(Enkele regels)

#####

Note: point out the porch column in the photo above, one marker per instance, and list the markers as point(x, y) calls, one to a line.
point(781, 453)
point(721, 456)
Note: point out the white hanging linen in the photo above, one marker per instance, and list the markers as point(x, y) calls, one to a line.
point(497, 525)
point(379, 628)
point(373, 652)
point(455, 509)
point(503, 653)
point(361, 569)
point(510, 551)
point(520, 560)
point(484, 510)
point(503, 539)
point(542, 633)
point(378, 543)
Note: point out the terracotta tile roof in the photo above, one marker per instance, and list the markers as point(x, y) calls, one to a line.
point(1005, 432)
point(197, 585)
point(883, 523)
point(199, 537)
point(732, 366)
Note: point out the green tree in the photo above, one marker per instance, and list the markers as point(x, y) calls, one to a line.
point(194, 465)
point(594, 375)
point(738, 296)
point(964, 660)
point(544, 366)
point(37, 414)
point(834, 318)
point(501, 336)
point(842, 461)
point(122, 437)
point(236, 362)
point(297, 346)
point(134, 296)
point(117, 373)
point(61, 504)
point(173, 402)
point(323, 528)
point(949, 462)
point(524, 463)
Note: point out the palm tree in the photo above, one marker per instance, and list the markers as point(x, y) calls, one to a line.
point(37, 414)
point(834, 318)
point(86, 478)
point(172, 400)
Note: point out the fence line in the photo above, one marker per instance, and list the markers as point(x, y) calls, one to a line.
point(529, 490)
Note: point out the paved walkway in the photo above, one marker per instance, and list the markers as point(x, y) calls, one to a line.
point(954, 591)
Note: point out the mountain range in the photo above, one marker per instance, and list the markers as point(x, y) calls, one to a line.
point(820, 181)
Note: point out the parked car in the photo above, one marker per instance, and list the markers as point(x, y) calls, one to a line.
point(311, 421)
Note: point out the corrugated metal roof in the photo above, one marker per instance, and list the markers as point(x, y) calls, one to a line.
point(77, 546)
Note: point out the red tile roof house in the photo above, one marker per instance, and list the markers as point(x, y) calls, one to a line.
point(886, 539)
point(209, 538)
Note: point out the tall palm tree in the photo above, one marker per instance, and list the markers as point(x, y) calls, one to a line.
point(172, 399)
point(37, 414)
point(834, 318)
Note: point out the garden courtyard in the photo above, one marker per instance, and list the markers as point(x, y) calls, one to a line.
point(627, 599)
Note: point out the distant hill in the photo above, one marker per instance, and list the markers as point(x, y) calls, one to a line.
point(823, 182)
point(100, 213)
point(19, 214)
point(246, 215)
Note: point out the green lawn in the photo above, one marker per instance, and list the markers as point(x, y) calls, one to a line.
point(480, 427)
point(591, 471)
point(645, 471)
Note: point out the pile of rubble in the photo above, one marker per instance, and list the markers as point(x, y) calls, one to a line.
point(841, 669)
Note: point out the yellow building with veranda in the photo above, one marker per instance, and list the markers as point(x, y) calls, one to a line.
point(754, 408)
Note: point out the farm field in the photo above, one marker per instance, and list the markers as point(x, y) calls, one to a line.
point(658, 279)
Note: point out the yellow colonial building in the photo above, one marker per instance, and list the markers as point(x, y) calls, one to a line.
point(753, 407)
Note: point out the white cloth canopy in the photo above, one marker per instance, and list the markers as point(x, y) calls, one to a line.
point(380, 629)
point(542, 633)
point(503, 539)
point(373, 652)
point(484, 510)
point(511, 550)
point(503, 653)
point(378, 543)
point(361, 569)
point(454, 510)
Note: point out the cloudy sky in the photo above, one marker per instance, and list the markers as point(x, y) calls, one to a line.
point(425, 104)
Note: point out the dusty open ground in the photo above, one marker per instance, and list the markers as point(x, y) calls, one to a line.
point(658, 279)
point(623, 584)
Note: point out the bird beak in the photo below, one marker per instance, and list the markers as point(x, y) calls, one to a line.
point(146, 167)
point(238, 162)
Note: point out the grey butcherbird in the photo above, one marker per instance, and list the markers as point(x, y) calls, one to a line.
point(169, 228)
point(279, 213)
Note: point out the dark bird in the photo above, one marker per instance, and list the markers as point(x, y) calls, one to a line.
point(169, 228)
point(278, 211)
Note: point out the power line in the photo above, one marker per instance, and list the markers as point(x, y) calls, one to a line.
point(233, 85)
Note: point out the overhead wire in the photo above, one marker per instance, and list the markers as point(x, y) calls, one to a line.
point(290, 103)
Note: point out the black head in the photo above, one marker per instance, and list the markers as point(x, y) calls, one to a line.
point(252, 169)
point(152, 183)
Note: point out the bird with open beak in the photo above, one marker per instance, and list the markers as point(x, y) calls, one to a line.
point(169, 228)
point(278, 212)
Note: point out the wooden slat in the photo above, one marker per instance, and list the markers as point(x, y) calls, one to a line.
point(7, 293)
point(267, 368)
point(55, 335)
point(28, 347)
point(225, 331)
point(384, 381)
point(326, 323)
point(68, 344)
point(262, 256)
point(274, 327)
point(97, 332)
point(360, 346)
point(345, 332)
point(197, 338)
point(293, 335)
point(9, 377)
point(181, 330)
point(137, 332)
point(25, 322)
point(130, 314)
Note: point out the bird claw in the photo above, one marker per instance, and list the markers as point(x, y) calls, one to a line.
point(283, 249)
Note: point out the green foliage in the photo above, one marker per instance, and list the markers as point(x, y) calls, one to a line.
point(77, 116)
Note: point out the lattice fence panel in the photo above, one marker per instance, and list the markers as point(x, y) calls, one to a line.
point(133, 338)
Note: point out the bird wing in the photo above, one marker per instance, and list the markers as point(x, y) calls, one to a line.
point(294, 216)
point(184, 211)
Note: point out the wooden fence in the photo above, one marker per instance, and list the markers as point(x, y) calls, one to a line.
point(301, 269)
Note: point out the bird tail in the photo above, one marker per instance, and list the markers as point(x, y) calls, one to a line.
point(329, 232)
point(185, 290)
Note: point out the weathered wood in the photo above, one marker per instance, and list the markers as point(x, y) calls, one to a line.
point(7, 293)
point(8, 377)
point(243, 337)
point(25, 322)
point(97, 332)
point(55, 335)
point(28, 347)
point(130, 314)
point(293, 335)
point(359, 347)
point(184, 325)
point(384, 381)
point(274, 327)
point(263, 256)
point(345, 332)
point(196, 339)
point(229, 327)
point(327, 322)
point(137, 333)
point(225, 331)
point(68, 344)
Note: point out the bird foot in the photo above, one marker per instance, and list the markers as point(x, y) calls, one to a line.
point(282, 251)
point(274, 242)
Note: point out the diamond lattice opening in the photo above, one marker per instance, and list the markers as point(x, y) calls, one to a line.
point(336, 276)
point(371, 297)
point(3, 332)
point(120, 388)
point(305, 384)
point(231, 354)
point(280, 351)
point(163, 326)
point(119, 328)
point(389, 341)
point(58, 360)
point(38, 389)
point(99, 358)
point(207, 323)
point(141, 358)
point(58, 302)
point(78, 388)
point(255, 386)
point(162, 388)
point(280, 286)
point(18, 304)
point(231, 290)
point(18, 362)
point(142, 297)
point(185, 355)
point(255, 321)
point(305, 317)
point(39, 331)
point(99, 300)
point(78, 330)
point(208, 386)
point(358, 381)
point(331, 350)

#####

▸ **DOEL**:
Kun je de regels van het begin tot en met de regel met "point(732, 366)" opnieuw geven, waarbij je "instance" overal vervangt door "occurrence" en verder niets verandert?

▸ **SCHRIFTELIJK ANTWOORD**:
Note: point out the porch column in the photo above, one marker per occurrence, and list the markers as point(x, y) calls, one to a line.
point(781, 453)
point(721, 456)
Note: point out the white hanging linen in the photo above, one marker per occurrence, and list the markers as point(x, y) calls, one to a line.
point(497, 525)
point(379, 628)
point(373, 652)
point(455, 509)
point(503, 653)
point(361, 569)
point(510, 551)
point(520, 560)
point(484, 510)
point(503, 539)
point(542, 633)
point(378, 543)
Note: point out the terracotta tile roof in the photo above, one marker per occurrence, and list the markers as point(x, y) calls, one to a line.
point(1005, 432)
point(197, 585)
point(883, 523)
point(199, 537)
point(732, 366)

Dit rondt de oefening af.